Brano scelto ->
○ ○ ○ ○ ○

La scrittura espressiva. Il miglior modo per utilizzare la scrittura creativa in modo da conoscere noi stessi, crescere, migliorare.

Come coltivare la scrittura creativa

Partiamo dall’inizio. Per definizione la scrittura creativa è tutto ciò che non riguarda la sfera della scrittura professionale. Racconti, poesie, romanzi, sceneggiature per cinema, serie tv e teatro: questi sono solo alcuni dei suoi prodotti. Si comincia a parlare di scrittura creativa a inizio ‘900 negli Stati Uniti, ma soprattutto si inizia a insegnarla in appositi corsi di “scrittura narrativa” che pongono l’accento sull’educazione della persona all’interno di un processo che dura tutta la vita e all’interno del quale non esiste un punto d’arrivo. Quindi, pratica, pratica e ancora pratica. Per sempre, finché morte non ci separi da noi stessi. Prendono così l’avvio i primi corsi e laboratori di scrittura creativa, tenuti generalmente nei campus degli States da docenti che possiamo immaginare come il professore John Keating ne “L’attimo fuggente”, giusto per dare un paio di coordinate visive alla cosa.

○ ○ ○ ○ ○

Dati forniti ->

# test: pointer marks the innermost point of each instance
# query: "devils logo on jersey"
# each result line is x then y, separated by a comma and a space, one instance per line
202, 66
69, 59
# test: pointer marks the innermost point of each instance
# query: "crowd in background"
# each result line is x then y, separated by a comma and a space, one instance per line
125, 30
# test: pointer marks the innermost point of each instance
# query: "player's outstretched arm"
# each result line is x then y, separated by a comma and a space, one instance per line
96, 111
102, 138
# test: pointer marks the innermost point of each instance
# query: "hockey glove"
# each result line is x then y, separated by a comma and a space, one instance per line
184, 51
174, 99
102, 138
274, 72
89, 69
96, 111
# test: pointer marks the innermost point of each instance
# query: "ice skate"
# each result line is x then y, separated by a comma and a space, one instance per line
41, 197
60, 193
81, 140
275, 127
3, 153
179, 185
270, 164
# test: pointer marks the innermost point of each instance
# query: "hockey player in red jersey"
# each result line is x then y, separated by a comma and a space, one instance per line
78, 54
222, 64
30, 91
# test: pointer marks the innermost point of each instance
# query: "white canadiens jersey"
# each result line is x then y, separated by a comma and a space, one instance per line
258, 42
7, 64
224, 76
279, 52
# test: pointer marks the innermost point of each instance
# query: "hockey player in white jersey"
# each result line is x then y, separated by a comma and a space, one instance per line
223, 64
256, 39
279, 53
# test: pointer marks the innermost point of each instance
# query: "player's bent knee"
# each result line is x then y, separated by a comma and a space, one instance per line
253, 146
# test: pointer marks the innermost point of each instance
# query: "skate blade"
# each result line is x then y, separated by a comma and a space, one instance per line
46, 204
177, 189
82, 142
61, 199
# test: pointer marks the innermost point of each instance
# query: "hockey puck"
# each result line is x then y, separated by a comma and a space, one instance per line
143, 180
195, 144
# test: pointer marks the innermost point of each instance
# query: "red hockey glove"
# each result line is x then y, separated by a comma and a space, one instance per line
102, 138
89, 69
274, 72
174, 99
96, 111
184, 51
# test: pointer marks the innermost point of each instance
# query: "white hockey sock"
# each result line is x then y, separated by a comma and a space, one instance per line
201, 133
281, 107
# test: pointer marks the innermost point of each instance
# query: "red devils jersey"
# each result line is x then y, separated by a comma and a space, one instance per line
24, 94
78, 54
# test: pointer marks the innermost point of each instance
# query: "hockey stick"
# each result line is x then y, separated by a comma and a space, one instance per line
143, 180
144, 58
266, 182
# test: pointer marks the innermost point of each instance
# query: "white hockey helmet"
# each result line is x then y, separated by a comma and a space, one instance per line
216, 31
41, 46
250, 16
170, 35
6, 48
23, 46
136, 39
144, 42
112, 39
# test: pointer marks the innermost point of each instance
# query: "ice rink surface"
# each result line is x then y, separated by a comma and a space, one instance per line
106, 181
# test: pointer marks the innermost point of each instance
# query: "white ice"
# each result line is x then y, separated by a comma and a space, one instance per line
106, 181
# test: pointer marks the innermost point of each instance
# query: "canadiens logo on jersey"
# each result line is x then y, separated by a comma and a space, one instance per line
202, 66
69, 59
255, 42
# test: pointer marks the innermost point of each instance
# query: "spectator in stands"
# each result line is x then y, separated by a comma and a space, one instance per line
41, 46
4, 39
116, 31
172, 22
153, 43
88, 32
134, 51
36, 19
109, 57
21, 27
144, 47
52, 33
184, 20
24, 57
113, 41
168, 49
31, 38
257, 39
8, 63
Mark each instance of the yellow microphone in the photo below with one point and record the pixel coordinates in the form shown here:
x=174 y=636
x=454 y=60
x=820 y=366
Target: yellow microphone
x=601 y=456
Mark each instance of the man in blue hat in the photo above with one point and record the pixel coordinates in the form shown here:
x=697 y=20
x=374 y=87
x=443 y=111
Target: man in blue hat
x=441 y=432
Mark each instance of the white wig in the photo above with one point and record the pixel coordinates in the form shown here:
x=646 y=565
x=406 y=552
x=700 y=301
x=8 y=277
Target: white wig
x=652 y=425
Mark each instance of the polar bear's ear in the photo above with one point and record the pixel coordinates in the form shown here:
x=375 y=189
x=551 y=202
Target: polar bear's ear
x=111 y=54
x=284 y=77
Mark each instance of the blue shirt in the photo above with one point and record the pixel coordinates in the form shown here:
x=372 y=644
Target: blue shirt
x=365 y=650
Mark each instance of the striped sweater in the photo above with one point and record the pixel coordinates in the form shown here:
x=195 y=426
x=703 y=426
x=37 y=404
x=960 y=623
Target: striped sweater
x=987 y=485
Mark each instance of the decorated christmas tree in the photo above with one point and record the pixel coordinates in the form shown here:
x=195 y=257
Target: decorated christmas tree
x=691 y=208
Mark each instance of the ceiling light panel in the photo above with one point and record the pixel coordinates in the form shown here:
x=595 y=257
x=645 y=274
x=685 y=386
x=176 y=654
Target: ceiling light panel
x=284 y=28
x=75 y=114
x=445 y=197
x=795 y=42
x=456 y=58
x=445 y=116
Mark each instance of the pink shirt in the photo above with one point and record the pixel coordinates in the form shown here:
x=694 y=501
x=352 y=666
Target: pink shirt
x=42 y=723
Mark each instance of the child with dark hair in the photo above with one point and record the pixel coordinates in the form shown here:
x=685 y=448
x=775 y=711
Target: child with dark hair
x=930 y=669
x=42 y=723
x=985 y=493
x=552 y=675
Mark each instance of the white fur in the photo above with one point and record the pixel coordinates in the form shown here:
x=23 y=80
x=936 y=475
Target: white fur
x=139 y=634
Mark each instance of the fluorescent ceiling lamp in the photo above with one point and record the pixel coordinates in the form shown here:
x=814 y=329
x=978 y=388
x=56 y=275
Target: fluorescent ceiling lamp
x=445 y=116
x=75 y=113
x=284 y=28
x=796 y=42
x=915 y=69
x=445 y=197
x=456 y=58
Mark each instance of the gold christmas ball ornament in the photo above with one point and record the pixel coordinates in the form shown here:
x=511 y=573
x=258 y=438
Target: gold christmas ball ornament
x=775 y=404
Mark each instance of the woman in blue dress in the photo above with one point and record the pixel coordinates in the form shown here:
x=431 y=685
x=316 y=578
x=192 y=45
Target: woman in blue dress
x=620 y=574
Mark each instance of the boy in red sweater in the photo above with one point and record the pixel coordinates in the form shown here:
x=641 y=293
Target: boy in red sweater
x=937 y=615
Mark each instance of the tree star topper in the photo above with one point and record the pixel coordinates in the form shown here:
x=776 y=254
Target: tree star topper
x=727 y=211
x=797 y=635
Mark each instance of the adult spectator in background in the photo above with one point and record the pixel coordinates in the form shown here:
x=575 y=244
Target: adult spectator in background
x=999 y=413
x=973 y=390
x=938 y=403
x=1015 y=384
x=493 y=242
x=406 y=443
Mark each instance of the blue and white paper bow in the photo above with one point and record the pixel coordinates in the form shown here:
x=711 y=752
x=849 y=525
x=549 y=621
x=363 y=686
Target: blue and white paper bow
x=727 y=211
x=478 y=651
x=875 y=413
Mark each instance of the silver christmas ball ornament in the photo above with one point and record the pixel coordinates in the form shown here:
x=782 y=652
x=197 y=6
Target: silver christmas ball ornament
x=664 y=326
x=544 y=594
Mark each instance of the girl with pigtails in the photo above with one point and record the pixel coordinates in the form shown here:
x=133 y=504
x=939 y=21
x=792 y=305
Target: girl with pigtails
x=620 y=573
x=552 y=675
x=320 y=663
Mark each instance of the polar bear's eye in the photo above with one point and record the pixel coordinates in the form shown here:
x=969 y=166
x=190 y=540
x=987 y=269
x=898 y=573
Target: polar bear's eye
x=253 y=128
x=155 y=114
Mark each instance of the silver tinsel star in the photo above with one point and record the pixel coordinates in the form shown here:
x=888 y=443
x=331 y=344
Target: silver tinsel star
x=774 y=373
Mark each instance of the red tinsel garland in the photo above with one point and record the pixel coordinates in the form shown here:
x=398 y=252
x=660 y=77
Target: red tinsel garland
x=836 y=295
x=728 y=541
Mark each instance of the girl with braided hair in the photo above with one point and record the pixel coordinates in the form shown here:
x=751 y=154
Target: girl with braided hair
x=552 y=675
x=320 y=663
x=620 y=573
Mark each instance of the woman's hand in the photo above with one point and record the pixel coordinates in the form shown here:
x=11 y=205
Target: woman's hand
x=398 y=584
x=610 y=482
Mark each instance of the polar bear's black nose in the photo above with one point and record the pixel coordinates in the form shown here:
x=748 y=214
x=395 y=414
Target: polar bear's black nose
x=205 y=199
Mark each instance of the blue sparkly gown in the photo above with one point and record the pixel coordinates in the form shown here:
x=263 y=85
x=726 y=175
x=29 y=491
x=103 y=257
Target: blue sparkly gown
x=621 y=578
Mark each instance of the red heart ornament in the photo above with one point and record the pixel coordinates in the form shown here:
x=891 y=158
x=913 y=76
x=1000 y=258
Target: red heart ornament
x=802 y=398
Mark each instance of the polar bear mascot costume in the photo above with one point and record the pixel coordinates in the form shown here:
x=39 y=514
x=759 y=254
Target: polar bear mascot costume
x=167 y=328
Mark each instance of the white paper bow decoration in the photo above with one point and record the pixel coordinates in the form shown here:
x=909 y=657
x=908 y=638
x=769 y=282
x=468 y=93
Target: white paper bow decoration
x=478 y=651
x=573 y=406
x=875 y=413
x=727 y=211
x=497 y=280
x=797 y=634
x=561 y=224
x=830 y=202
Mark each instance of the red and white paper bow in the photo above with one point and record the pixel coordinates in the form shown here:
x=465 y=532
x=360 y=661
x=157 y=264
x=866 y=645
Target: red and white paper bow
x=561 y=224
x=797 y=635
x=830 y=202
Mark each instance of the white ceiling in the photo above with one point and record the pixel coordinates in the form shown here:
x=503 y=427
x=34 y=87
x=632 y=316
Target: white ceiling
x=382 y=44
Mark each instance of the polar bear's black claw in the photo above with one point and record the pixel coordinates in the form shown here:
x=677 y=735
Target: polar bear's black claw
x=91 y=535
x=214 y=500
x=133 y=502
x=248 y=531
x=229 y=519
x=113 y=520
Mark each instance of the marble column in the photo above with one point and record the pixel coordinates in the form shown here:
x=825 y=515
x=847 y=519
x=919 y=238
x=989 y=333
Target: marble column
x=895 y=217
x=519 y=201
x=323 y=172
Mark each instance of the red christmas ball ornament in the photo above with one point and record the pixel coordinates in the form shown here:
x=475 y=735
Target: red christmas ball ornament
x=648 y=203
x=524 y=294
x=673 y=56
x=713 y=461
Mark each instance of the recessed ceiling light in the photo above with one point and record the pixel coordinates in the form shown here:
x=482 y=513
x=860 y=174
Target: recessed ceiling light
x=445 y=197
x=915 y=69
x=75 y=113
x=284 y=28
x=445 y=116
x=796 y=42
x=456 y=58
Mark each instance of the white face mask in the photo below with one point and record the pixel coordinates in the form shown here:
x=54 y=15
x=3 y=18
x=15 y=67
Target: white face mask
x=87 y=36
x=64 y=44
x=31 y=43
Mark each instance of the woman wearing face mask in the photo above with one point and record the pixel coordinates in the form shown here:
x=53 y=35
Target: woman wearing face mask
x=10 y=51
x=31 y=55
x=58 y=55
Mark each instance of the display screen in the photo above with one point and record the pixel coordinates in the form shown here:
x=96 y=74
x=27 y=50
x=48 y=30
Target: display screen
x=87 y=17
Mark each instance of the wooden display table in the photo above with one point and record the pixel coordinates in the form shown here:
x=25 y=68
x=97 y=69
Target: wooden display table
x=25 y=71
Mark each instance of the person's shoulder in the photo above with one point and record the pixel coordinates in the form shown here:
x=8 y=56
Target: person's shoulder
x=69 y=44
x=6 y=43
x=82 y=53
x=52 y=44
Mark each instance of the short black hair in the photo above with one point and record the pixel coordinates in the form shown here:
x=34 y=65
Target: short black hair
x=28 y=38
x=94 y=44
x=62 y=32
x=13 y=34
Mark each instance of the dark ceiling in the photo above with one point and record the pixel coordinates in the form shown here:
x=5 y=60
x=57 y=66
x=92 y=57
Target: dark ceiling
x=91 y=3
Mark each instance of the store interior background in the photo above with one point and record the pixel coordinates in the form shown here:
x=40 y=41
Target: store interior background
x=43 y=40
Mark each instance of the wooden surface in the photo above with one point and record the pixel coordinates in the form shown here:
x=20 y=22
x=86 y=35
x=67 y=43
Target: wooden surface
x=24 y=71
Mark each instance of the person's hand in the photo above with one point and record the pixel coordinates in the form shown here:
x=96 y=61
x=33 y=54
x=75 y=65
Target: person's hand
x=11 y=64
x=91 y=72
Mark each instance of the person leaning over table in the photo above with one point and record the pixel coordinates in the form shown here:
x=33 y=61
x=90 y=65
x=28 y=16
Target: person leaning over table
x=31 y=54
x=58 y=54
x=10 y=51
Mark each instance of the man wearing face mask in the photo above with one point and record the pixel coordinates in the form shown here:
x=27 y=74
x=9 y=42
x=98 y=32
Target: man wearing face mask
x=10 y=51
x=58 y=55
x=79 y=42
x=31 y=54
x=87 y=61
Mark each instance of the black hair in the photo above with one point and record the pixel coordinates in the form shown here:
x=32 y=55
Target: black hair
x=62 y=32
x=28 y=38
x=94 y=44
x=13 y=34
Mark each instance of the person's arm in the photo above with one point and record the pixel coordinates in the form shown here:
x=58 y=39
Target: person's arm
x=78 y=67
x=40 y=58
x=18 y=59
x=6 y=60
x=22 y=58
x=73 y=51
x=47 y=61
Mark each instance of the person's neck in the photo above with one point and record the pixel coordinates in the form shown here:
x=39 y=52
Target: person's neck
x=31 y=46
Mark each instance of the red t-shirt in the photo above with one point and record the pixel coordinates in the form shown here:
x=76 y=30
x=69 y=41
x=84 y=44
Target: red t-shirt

○ ○ ○ ○ ○

Consegna ->
Prosegui per favore il brano sulla scrittura creativa riportato sopra, riprendendo subito dopo la sua ultima frase.

Risposta alla consegna ->
Facciamo un salto temporale e arriviamo agli anni ’80, quando la scrittura creativa esplode. In America come in Europa iniziano a fiorire scuole di scrittura creativa e l’insegnamento di questa materia esce da un ambito prettamente universitario e accademico. Le esperienze sono molteplici, i metodi di scrittura si moltiplicano e le scelte didattiche, di conseguenza, non si contano. Da questo momento in poi possiamo riconoscere due tendenze distinte:

  1. lavorare sulla tecnica, sullo stile e sulla realizzazione di testi creativi caratterizzati da precise regole formali (es: una sceneggiatura, una poesia, un racconto breve)
  2. lavorare su se stessi e utilizzare la scrittura creativa come mezzo per conoscere se stessi e leggere il mondo che ci circonda in modo critico e consapevole.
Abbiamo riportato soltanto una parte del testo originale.